Problem requirements: Please rewrite every row with "Result format" switched to "Output format", keeping everything else the same and leaving out the pictures.

(Object detection data)
· · · · ·

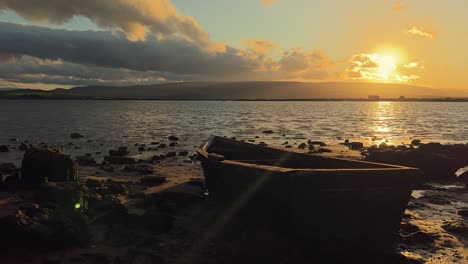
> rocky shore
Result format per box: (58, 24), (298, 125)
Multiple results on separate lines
(0, 137), (468, 263)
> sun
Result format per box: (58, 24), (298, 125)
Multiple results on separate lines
(375, 55), (397, 80)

· · · · ·

The answer:
> rocky shore
Output format per box: (58, 24), (298, 125)
Multiple results on separate lines
(0, 137), (468, 263)
> sun
Output format per box: (58, 24), (298, 125)
Multiple results on separate lines
(375, 55), (397, 80)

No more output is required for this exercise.